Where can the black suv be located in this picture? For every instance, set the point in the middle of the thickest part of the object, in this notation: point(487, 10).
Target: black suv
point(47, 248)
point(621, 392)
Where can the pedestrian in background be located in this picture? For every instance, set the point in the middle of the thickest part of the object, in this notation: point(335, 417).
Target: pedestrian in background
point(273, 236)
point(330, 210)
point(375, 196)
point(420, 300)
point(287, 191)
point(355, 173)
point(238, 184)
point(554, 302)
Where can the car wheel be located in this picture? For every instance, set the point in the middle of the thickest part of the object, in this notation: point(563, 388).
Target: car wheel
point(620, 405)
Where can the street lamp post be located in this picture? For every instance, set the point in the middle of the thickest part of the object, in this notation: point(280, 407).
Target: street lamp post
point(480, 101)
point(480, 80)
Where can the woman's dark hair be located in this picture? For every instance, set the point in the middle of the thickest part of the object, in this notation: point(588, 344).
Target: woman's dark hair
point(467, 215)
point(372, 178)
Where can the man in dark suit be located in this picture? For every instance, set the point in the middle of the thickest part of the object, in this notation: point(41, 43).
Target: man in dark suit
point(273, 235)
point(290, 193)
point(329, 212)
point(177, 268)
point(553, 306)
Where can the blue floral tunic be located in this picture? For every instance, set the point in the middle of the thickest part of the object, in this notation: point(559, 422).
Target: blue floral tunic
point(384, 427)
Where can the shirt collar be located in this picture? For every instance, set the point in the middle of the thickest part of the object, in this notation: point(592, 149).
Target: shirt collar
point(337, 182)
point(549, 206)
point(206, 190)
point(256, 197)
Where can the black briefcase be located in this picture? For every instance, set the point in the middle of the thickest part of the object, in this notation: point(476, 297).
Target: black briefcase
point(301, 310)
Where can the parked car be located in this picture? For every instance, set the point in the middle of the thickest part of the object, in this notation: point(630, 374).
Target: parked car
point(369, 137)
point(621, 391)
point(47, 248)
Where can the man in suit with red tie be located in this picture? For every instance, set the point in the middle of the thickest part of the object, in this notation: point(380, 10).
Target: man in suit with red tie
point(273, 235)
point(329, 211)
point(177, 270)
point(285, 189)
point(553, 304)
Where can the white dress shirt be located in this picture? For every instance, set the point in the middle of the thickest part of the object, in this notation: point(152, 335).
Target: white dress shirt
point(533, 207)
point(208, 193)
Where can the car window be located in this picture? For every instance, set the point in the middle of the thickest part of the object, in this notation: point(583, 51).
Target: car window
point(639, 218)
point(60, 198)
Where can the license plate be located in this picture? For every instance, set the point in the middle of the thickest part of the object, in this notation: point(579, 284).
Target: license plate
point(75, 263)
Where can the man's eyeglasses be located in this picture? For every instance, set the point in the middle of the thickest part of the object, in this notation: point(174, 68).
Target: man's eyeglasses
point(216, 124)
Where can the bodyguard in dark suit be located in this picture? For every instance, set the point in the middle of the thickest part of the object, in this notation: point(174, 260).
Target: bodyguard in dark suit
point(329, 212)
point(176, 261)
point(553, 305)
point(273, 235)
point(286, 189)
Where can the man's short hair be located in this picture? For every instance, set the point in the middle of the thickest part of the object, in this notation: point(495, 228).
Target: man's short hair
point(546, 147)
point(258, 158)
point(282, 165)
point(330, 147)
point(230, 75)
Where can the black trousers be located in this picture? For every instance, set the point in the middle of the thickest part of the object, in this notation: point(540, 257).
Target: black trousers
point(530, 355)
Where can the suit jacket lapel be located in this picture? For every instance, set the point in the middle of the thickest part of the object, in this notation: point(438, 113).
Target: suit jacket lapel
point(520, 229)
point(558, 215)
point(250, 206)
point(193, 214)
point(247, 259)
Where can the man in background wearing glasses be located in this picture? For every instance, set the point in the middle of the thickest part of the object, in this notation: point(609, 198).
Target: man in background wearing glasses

**********

[What you should do] Convert part of the records above into a Markdown table with the columns Row and Line, giving each line its own numbered row and omitting any blank lines. Begin at the line that contains "Where can the white" and stop after the line that contains "point(247, 259)".

[The result]
| Row | Line |
|---|---|
| 1 | Where can the white dress shirt be located in this picture? For every instance, set the point in the middle of the thickest part of the object, in this notation: point(152, 335). |
| 2 | Target: white dress shirt |
| 3 | point(533, 207) |
| 4 | point(208, 193) |
| 5 | Where can the car window be located in this picture? For every instance, set the point in the middle of the thickest part of the object, in this notation: point(583, 51). |
| 6 | Target: car window |
| 7 | point(639, 218) |
| 8 | point(60, 198) |
| 9 | Where can the license plate be located in this picture? For every instance, set the point in the middle of the thickest part of the object, in this notation: point(579, 284). |
| 10 | Target: license plate |
| 11 | point(75, 263) |
| 12 | Where can the man's eyeglasses be located in this picture? For every instance, set the point in the middle of the thickest part of the object, in this notation: point(174, 68). |
| 13 | Target: man's eyeglasses |
| 14 | point(216, 124) |
| 15 | Where can the bodyguard in dark suit be located in this picture? For every instance, set the point in the middle of the thickest part of the object, in this notation: point(174, 260). |
| 16 | Target: bodyguard in dark suit |
| 17 | point(329, 212) |
| 18 | point(176, 261) |
| 19 | point(553, 305) |
| 20 | point(273, 235) |
| 21 | point(286, 189) |
| 22 | Where can the man's short hair be located in this picture? For every instance, set the point in the middle of the thickest part of the object, in this notation: point(495, 228). |
| 23 | Target: man's short hair |
| 24 | point(546, 147) |
| 25 | point(258, 158) |
| 26 | point(282, 165) |
| 27 | point(330, 147) |
| 28 | point(230, 75) |
| 29 | Where can the black trousers be located in this picture? For every instance, set the point in the middle of the thickest part of the object, in this notation: point(540, 257). |
| 30 | Target: black trousers |
| 31 | point(530, 355) |
| 32 | Where can the suit jacket lapel be located in this picture? For every instance, set the point in the middle of the thickest part of the object, in this notation: point(438, 113). |
| 33 | Target: suit jacket lapel |
| 34 | point(520, 229) |
| 35 | point(558, 215) |
| 36 | point(250, 206) |
| 37 | point(193, 214) |
| 38 | point(247, 259) |